▶ _Direction_
Could you copy out every one of the following items word for word?

▶ _Excerpts of bounding box data_
====================

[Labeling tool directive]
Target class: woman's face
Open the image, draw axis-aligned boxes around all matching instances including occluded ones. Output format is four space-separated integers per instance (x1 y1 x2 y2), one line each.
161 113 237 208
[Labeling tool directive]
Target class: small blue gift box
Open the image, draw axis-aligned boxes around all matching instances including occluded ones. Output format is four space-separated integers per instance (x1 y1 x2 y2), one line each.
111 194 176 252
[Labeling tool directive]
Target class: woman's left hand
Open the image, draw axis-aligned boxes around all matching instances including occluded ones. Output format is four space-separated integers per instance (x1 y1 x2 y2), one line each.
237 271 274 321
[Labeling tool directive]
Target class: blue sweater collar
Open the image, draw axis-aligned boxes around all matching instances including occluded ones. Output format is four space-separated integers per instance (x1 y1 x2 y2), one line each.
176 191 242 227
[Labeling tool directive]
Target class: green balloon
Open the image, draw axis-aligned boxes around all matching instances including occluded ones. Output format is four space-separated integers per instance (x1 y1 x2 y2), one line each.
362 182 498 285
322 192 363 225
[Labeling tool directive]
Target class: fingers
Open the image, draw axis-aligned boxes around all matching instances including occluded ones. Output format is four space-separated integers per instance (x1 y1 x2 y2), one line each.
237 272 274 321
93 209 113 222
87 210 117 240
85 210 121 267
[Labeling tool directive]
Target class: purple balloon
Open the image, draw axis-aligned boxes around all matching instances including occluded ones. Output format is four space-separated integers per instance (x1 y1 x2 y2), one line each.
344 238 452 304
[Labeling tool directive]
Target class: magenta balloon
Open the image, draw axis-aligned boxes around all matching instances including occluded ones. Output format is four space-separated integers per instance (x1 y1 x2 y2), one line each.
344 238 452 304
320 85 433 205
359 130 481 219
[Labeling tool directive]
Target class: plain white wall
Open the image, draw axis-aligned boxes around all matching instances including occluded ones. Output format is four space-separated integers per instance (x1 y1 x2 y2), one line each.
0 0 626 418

====================

▶ _Solution to the problem_
[Labeling tool directive]
Target class: woman's face
Open the image, draw axis-aligned boxes around all matching instances including occluded ones. Output format is four space-separated integers per instance (x1 y1 x2 y2), one line each.
161 113 237 208
[Labeling tool directive]
Target class: small blue gift box
Open the image, draw axis-aligned boxes around all matching instances including occluded ones. Output format is four space-separated integers per instance (x1 y1 x2 y2), one line each.
111 194 176 252
[Labeling tool directive]
Target class: woman's left hand
Open the image, draw axis-aligned boxes around all matching instances including occluded ones. Output format is four space-separated integers per instance (x1 y1 x2 y2), one line each.
237 271 274 321
[Labeling tool directive]
Target class: blue sweater collar
Open the image, draw axis-aligned boxes around all matching instances including occluded ones. Output format is four space-separated integers per instance (x1 y1 x2 y2), one line each.
176 191 242 227
[Labeling tool directive]
Target class: green balloon
Open the image, draw axis-aligned boxes around all matching instances including occluded ones. Output format is four space-separated integers per instance (x1 y1 x2 y2), one line each.
362 182 498 285
322 192 363 225
[Labeling tool directive]
Target class: fingers
Open the image, draw axis-aligned boxes around all matching instances including occluded ones. Output format is four space-separated integers per instance (x1 y1 x2 y2), one line each.
237 272 274 321
93 209 113 222
87 210 117 240
85 210 121 267
[Labeling tool directive]
Target class: purple balloon
Open the image, draw axis-aligned boxes around all matching instances including occluded ones. Output format is four space-separated integers per instance (x1 y1 x2 y2), one line each.
344 238 452 304
[Labeling tool directive]
Target class: magenta balloon
Open the image, draw axis-aligned boxes around all matching instances including occluded ones. Output format is four space-separated integers per instance (x1 y1 x2 y2), one line each.
344 238 452 304
320 85 433 205
359 130 481 219
[Labeling tool directive]
Target class: plain white wall
Open the image, draw axis-aligned boxes around all matching instances including occluded ones. Output format is four space-separated integers per instance (x1 y1 x2 y2), one line each.
0 0 626 418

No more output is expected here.